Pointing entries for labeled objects
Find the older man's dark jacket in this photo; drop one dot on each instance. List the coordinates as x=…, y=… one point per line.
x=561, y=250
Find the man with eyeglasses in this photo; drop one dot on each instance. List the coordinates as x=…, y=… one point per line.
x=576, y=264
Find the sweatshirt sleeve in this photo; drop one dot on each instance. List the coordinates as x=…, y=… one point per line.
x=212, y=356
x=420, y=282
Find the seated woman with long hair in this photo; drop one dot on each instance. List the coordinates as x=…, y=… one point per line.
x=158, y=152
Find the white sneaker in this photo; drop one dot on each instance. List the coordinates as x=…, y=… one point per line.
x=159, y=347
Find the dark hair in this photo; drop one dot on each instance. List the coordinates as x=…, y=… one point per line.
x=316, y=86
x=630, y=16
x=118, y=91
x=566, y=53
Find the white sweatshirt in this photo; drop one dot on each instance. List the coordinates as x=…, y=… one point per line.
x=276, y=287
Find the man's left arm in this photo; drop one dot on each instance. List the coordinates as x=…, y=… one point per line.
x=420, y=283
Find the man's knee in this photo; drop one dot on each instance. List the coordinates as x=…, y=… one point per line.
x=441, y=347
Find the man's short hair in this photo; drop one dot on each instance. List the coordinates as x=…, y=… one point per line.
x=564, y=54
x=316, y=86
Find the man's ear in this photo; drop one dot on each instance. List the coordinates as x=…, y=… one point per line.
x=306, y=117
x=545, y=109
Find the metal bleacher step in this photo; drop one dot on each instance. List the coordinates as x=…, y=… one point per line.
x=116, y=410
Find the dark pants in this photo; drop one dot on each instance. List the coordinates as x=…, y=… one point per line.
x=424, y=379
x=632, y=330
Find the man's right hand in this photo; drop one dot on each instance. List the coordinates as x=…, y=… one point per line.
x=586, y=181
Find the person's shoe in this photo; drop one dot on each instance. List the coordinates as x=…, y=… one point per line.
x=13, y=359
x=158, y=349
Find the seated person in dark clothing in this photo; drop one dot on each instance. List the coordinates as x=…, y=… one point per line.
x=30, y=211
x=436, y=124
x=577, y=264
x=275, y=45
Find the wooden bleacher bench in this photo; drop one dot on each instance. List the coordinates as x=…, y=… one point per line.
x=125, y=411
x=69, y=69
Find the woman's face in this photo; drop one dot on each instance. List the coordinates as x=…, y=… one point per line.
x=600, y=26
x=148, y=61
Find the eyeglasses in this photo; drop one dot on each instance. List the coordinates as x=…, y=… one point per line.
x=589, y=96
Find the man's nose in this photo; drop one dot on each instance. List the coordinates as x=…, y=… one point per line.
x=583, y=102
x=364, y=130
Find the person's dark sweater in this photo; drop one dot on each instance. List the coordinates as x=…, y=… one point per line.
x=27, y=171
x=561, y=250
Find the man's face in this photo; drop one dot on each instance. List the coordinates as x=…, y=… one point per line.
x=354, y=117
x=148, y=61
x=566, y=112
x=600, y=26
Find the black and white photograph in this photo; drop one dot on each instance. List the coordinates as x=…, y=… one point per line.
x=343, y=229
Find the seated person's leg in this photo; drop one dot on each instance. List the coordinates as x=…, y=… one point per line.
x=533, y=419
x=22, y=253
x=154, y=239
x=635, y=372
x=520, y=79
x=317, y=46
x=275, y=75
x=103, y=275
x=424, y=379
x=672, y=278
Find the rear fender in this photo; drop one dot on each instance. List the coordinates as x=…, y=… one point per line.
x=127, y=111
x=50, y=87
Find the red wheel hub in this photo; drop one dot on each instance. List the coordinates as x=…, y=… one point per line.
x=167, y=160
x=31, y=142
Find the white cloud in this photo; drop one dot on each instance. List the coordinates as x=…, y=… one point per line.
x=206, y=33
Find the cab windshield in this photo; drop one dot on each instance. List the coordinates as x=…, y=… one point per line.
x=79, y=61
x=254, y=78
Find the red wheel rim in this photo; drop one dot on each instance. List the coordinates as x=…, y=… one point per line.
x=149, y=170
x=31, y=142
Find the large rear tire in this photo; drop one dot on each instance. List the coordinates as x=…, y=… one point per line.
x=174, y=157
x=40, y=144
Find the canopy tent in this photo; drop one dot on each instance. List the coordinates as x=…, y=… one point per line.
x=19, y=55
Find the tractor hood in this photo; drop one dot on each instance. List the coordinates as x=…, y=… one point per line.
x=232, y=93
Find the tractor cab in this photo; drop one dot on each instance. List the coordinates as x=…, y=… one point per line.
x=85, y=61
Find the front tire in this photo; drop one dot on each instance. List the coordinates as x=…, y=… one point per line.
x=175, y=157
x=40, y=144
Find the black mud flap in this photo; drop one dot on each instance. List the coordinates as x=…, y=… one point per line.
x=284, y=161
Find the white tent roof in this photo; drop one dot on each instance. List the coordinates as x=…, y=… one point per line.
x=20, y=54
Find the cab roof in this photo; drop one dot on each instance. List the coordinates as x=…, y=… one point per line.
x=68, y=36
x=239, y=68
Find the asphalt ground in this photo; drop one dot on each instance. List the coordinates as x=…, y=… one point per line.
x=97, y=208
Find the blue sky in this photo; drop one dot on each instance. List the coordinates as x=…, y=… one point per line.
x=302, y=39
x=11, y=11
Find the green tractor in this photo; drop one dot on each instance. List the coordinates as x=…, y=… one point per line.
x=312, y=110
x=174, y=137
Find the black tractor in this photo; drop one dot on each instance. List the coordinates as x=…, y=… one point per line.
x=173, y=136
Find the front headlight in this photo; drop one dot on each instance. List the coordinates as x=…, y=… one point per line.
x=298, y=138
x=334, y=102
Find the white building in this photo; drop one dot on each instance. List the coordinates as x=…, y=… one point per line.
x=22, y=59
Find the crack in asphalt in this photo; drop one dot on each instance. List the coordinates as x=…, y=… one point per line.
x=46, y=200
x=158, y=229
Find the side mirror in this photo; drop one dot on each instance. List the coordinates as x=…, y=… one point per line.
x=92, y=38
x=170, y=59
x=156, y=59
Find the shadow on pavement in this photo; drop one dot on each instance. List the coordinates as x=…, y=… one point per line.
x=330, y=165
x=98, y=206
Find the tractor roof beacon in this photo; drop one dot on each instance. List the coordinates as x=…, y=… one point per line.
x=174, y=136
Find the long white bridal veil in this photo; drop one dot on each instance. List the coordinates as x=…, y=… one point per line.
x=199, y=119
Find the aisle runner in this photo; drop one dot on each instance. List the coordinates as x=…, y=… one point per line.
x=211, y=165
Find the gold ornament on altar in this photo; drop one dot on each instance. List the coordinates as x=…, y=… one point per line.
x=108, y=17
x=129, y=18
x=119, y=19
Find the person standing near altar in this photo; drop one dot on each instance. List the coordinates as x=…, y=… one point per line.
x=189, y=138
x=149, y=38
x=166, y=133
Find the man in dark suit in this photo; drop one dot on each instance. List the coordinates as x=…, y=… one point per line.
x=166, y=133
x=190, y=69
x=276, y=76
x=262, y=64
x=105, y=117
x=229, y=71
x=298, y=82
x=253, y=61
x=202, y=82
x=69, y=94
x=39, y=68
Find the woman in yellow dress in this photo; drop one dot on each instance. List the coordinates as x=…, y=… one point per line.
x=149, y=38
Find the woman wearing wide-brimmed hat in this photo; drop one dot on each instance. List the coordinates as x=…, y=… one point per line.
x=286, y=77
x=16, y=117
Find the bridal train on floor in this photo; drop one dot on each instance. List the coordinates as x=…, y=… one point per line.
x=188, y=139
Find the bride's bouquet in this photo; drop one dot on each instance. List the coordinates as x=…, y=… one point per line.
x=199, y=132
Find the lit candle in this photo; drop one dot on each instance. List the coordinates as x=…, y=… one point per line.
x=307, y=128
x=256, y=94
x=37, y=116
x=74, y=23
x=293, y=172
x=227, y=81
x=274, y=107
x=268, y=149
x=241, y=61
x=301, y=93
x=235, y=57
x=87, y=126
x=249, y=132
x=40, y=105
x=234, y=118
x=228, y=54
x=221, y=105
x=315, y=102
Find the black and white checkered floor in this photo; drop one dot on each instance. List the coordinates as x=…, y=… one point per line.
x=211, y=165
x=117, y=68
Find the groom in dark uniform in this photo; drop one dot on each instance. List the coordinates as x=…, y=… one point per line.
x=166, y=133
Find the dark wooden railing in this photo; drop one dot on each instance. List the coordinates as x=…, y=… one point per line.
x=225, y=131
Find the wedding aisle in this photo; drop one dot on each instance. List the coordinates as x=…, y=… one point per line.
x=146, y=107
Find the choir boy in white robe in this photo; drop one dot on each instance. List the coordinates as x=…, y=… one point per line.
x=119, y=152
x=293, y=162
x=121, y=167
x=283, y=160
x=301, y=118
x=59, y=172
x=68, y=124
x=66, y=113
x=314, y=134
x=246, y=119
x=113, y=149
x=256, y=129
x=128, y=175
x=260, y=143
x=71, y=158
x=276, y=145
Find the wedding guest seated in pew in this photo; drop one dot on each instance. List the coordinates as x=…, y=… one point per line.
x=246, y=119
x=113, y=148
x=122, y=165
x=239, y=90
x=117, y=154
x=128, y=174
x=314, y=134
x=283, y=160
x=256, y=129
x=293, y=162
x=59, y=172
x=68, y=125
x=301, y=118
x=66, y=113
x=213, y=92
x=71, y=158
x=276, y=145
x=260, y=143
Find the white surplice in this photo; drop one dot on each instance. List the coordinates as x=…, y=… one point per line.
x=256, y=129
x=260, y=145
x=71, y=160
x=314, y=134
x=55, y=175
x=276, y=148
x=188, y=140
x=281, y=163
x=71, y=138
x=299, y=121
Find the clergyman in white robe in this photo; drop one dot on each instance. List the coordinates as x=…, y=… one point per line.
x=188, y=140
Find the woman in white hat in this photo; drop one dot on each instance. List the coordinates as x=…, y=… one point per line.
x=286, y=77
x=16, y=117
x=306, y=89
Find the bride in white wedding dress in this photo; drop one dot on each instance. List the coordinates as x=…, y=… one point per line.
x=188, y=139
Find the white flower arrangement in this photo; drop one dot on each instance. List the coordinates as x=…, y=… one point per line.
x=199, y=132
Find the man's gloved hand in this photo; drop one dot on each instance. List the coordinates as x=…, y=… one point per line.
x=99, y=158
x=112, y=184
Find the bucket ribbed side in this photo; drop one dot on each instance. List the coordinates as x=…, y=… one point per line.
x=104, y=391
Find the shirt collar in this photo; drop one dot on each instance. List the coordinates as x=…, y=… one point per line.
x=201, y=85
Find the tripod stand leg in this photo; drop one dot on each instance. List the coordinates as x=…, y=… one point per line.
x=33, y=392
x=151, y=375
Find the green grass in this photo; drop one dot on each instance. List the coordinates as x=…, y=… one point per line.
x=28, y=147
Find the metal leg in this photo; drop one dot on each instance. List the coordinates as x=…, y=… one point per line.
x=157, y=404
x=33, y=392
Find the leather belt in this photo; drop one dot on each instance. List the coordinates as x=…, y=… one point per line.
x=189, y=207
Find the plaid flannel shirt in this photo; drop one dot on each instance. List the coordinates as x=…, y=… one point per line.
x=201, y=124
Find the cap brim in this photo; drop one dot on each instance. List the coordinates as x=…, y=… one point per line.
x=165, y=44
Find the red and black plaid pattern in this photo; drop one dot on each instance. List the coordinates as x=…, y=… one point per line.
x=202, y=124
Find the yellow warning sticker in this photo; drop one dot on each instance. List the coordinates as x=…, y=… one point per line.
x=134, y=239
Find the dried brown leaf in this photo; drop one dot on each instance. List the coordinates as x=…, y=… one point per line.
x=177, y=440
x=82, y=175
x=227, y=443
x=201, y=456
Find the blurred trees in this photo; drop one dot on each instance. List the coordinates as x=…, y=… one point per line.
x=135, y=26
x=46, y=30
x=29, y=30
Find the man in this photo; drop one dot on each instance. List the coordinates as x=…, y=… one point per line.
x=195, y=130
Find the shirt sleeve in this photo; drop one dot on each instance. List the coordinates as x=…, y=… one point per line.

◆ Set exercise ◆
Starting with the line containing "Find the gold" and continuing through the line containing "x=315, y=102", output those lines as a numbered list with blank lines omitted.

◆ Correct result ◆
1. Find the gold ornament on altar in this photo; drop one dot on each instance. List the coordinates as x=…, y=… one point per line.
2. x=108, y=17
3. x=129, y=18
4. x=119, y=19
5. Find the person standing near altar in this photo; drop one dot on each instance. List the coordinates as x=…, y=… one point per line.
6. x=189, y=138
7. x=149, y=38
8. x=166, y=133
9. Find the man in dark suit in this photo; drop one dot on each instance. List the coordinates as x=…, y=… one point per line.
10. x=166, y=133
11. x=190, y=69
12. x=276, y=76
13. x=262, y=64
14. x=105, y=117
15. x=229, y=71
16. x=298, y=82
17. x=253, y=61
18. x=202, y=82
19. x=69, y=94
20. x=39, y=68
21. Find the woman in yellow dress in this photo; drop one dot on each instance. List the coordinates as x=…, y=… one point per line.
22. x=149, y=38
23. Find the woman wearing wide-brimmed hat in this photo; drop one dot on each instance. List the coordinates as x=…, y=… one point per line.
24. x=286, y=77
25. x=16, y=117
26. Find the bridal train on floor in this photo; drop one dot on each instance. List the coordinates as x=…, y=… one point per line.
27. x=188, y=139
28. Find the bride's bouquet in this photo; drop one dot on each instance. List the coordinates as x=…, y=… one point per line.
29. x=199, y=132
30. Find the lit candle in this photo; drop one dot on each instance. List the coordinates as x=…, y=… one point per line.
31. x=307, y=128
32. x=256, y=94
33. x=37, y=116
34. x=74, y=23
35. x=293, y=172
36. x=227, y=81
37. x=274, y=107
38. x=268, y=149
39. x=241, y=61
40. x=301, y=93
41. x=235, y=57
42. x=87, y=126
43. x=249, y=132
44. x=40, y=105
45. x=234, y=118
46. x=228, y=54
47. x=221, y=105
48. x=315, y=102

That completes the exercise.